- **AIM OF THE EXERCISE**
Pull each line holding the word "below" from the data.

= = =

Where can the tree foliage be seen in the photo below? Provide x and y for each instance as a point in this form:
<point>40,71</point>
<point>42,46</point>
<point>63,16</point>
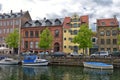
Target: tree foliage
<point>12,40</point>
<point>45,39</point>
<point>83,38</point>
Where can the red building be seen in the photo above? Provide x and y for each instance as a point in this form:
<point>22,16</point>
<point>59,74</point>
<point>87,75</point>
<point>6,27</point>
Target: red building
<point>30,34</point>
<point>107,34</point>
<point>10,21</point>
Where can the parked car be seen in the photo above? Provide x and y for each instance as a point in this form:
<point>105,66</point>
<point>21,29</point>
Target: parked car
<point>76,54</point>
<point>115,54</point>
<point>100,54</point>
<point>58,54</point>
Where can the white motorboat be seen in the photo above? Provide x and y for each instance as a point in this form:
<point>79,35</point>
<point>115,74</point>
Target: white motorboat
<point>34,60</point>
<point>9,61</point>
<point>98,65</point>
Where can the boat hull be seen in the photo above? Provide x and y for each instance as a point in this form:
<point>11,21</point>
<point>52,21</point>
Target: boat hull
<point>36,64</point>
<point>97,65</point>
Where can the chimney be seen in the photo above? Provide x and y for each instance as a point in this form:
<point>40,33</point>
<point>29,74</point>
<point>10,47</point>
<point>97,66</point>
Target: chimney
<point>21,11</point>
<point>11,11</point>
<point>44,18</point>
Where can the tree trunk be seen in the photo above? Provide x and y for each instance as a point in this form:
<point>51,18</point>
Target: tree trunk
<point>15,50</point>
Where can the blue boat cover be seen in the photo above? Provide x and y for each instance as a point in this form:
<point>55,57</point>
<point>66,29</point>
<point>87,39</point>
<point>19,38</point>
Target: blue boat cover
<point>29,58</point>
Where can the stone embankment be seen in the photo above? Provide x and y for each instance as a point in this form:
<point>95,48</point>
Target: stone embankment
<point>76,61</point>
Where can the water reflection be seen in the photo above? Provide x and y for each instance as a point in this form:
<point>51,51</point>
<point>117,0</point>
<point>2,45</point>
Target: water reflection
<point>55,73</point>
<point>98,74</point>
<point>31,73</point>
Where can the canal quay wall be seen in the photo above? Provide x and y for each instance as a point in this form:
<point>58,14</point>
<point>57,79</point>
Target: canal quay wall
<point>76,61</point>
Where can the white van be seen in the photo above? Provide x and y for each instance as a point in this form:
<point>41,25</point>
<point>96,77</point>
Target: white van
<point>100,54</point>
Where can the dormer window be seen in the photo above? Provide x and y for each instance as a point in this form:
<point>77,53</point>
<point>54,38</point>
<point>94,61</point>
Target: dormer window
<point>103,23</point>
<point>13,15</point>
<point>57,22</point>
<point>112,23</point>
<point>27,25</point>
<point>37,23</point>
<point>56,33</point>
<point>1,16</point>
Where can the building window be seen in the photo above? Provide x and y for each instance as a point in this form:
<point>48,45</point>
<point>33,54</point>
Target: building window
<point>4,23</point>
<point>75,32</point>
<point>103,23</point>
<point>31,33</point>
<point>114,49</point>
<point>31,44</point>
<point>1,23</point>
<point>26,44</point>
<point>64,46</point>
<point>8,30</point>
<point>11,22</point>
<point>26,33</point>
<point>114,32</point>
<point>57,22</point>
<point>111,23</point>
<point>8,23</point>
<point>102,49</point>
<point>102,41</point>
<point>114,41</point>
<point>70,39</point>
<point>64,38</point>
<point>36,44</point>
<point>75,49</point>
<point>11,30</point>
<point>93,39</point>
<point>74,20</point>
<point>48,23</point>
<point>17,22</point>
<point>36,34</point>
<point>107,33</point>
<point>109,50</point>
<point>70,31</point>
<point>75,25</point>
<point>108,41</point>
<point>102,33</point>
<point>56,33</point>
<point>64,31</point>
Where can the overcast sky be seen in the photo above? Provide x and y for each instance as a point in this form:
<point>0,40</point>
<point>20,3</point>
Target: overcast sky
<point>60,8</point>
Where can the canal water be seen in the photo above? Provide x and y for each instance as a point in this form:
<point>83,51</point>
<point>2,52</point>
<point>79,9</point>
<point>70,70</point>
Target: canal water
<point>8,72</point>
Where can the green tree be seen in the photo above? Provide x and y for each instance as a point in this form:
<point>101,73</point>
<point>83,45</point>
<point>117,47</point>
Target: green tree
<point>12,40</point>
<point>45,39</point>
<point>83,38</point>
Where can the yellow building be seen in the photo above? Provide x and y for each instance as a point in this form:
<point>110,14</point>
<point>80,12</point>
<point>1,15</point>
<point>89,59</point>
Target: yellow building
<point>71,27</point>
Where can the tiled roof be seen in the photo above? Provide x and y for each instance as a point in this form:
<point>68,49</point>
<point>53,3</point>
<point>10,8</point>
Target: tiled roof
<point>67,20</point>
<point>66,23</point>
<point>12,15</point>
<point>43,22</point>
<point>107,22</point>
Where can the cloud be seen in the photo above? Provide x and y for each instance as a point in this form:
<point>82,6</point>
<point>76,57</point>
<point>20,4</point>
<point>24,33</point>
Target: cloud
<point>103,2</point>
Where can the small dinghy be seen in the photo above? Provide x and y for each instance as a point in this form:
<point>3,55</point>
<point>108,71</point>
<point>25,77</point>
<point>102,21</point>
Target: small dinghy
<point>97,65</point>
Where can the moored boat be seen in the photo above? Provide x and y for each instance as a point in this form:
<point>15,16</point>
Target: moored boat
<point>34,60</point>
<point>9,61</point>
<point>97,65</point>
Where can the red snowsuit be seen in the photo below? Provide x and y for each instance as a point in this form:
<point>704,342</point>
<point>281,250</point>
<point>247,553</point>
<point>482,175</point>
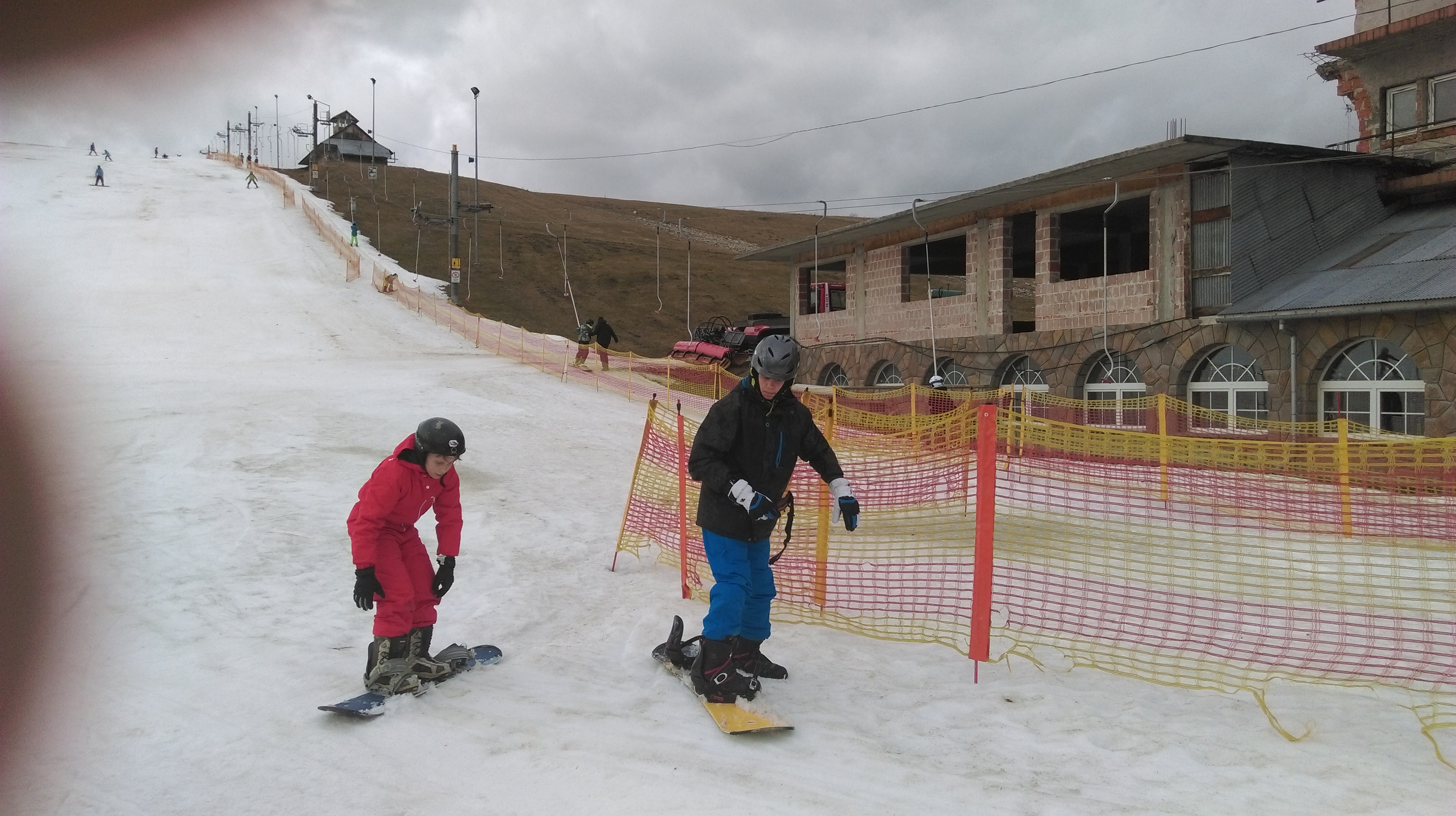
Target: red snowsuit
<point>382,533</point>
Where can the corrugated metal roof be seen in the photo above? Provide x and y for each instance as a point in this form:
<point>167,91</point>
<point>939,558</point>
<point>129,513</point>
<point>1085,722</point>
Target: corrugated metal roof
<point>1413,259</point>
<point>1119,165</point>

= = =

- **RESPONSE**
Where can the tree foliage be seen in the photo below? Provide x and y for each instance as a point in this form:
Where can the red snowsuit be seen in the photo below? Provide x and y for each instance as a point in this form:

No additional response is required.